#### What to produce
The answer must repeat each line of the material exactly.
[The records — start]
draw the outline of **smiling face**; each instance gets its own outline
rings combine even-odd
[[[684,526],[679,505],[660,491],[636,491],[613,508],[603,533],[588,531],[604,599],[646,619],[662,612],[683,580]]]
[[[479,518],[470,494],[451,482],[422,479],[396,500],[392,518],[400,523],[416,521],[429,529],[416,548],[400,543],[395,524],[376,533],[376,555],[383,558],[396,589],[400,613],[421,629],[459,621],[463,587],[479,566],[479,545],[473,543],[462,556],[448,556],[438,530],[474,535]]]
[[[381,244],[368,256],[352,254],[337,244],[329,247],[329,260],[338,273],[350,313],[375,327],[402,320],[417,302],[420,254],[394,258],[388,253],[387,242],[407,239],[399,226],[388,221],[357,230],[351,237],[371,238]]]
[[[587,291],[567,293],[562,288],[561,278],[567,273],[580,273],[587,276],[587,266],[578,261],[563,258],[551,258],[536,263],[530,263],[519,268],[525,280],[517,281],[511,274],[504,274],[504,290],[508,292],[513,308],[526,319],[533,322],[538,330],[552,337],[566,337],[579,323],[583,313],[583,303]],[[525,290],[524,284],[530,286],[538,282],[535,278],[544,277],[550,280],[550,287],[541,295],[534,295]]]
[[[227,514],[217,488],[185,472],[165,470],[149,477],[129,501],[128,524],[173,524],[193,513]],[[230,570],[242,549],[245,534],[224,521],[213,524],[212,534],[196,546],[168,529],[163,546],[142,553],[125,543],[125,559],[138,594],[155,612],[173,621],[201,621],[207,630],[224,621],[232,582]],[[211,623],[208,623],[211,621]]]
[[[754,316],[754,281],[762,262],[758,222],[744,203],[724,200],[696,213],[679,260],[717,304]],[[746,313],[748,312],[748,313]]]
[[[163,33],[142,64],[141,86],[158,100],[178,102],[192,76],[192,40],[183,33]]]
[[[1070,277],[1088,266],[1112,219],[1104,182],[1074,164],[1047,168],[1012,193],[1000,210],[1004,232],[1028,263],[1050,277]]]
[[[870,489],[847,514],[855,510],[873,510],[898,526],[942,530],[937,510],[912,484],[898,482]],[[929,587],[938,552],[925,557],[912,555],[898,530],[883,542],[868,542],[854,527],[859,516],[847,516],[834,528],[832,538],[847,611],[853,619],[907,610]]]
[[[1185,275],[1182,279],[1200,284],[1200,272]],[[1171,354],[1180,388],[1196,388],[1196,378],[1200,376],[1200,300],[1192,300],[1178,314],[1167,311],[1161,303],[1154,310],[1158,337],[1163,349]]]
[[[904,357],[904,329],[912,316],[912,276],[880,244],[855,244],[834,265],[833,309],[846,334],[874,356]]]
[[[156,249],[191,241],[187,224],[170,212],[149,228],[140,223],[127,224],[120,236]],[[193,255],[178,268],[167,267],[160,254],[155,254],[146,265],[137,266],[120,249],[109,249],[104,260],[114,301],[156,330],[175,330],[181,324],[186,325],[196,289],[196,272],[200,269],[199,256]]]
[The records — finish]
#### Response
draw the outline of **smiling face**; each instance gets its own outline
rings combine even-odd
[[[684,526],[679,505],[660,491],[636,491],[613,508],[603,533],[588,531],[604,599],[646,619],[662,612],[683,580]]]
[[[479,518],[470,494],[451,482],[422,479],[396,500],[392,518],[400,523],[416,521],[429,529],[416,548],[400,543],[395,524],[376,533],[376,555],[383,558],[396,589],[400,613],[421,629],[459,621],[463,587],[479,566],[479,545],[473,543],[462,556],[448,556],[438,530],[474,535]]]
[[[381,244],[368,256],[352,254],[337,244],[329,247],[329,260],[338,273],[350,313],[375,327],[402,320],[417,302],[420,254],[394,258],[388,253],[387,242],[407,239],[399,226],[388,221],[357,230],[351,237],[371,238]]]
[[[587,291],[567,293],[562,288],[561,278],[567,273],[580,273],[587,276],[587,266],[578,261],[563,258],[551,258],[536,263],[530,263],[519,268],[525,280],[517,281],[511,274],[504,274],[504,290],[508,292],[513,308],[526,319],[533,322],[538,330],[552,337],[566,337],[579,323],[583,313],[583,303]],[[525,290],[524,284],[530,286],[538,282],[535,278],[544,277],[550,280],[550,287],[541,295],[534,295]]]
[[[227,514],[217,488],[185,472],[165,470],[149,477],[129,501],[128,524],[173,524],[193,513]],[[230,570],[242,549],[245,534],[224,521],[213,524],[212,534],[196,546],[168,529],[163,546],[142,553],[125,543],[125,559],[138,594],[155,612],[173,621],[201,621],[207,630],[224,621],[232,582]],[[211,623],[208,623],[211,621]]]
[[[754,316],[754,281],[762,262],[758,222],[744,203],[724,200],[696,213],[679,260],[717,304]],[[746,313],[748,312],[748,313]]]
[[[163,33],[142,64],[141,86],[158,100],[178,102],[192,76],[192,40],[183,33]]]
[[[1070,277],[1088,266],[1112,219],[1104,182],[1074,164],[1047,168],[1012,193],[1000,210],[1004,232],[1028,263],[1050,277]]]
[[[870,489],[847,514],[855,510],[873,510],[898,526],[942,530],[937,510],[912,484],[898,482]],[[929,587],[938,552],[925,557],[912,555],[898,530],[883,542],[868,542],[854,527],[859,516],[847,516],[834,528],[832,538],[847,611],[853,619],[907,610]]]
[[[1185,275],[1182,279],[1200,284],[1200,272]],[[1171,354],[1180,388],[1196,388],[1196,378],[1200,376],[1200,300],[1192,300],[1178,314],[1167,311],[1161,303],[1154,310],[1158,337],[1163,349]]]
[[[904,357],[904,329],[912,316],[912,276],[880,244],[855,244],[834,265],[833,309],[846,334],[874,356]]]
[[[156,249],[191,241],[187,224],[170,212],[149,228],[140,223],[127,224],[120,236]],[[193,255],[178,268],[167,267],[160,254],[155,254],[146,265],[137,266],[120,249],[109,249],[104,260],[114,301],[156,330],[175,330],[181,324],[186,325],[196,289],[196,272],[200,269],[199,256]]]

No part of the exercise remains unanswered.